### EXTRAIT DE PAGE
————

Douleur et pensée magique

Malheureusement, « the dark side of plasticity » [1], ou côté obscure de la plasticité favoriserait l’apparition et la persistance des douleurs chroniques. Selon l’approche biopsychosociale, paradigme devenu aujourd’hui prédominant au sein de la recherche médicale, la douleur chronique pourrait persister malgré la disparition de son origine nociceptive dans un contexte psychosocial défavorable. L’hypothèse la plus actuelle au sein des neurosciences est que la douleur chronique, reconnue maladie à part entière pourrait avoir comme origine ou entrainer dans un second temps une réorganisation structurelle et fonctionnelle cérébrale [2].

Cette réorganisation cérébrale entrainerait des comportements et émotions négatifs et un ralentissement des autres fonctions cognitives.

————

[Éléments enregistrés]

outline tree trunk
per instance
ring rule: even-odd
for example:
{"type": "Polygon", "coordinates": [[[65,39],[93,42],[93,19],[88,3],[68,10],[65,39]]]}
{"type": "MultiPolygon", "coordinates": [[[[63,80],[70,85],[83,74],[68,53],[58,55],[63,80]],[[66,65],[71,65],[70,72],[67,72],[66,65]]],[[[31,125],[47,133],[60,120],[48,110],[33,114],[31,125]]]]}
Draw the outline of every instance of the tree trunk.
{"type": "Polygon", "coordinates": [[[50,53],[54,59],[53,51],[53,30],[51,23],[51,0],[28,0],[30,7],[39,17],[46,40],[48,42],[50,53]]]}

————

### EXPLORER LE CONTENU
1/ Traduisez en anglais cette phrase de l'extrait sur la douleur chronique : « Cette réorganisation cérébrale entrainerait des comportements et émotions négatifs et un ralentissement des autres fonctions cognitives. »
2/ Rédigez la suite de l'extrait sur la douleur chronique après sa dernière phrase.

### RÉPONSES PAR NUMÉRO
1/ This brain reorganization would lead to negative behaviors and emotions and a slowing of other cognitive functions.

2/
Selon de nombreux articles scientifiques et professionnels de santé, il est important de faire prendre conscience au patient de l’origine en partie psychosociale de la douleur chronique. Cette douleur pourrait également cacher une demande explicite du malade, reflet d’une souffrance existentielle plus profonde. Or, il faut rappeler que les origines psychosociales de la douleur chronique restent hypothétiques et que les patients se sentent peu compris, discriminés voir s’auto discriminent face à cette souffrance.

Douleur et pensée magique

Ainsi, à l’heure actuelle, les scientifiques n’ont pas émis de conclusion concernant la souffrance psychosociale liée à la douleur : en est-elle l’origine ou la conséquence ? Alors comment aider le patient qui souffre malgré l’ignorance de la science ? Le risque, face à ce vide physiopathologique et cette incapacité à venir en aide aux patients ne serait-il pas de le combler par des fausses croyances ? Le contexte actuel de crise des hôpitaux et le peu d’unités douleurs existantes est le terreau de ces pensées magiques pour des professionnels de santé surmenés. Que nous apprend l’expérience des patients sur ce sujet ? Ces travaux viennent d’être finalisés pour la validation du DIU recherche qualitative en santé et j’espère pouvoir y inclure un étudiant l’an prochain.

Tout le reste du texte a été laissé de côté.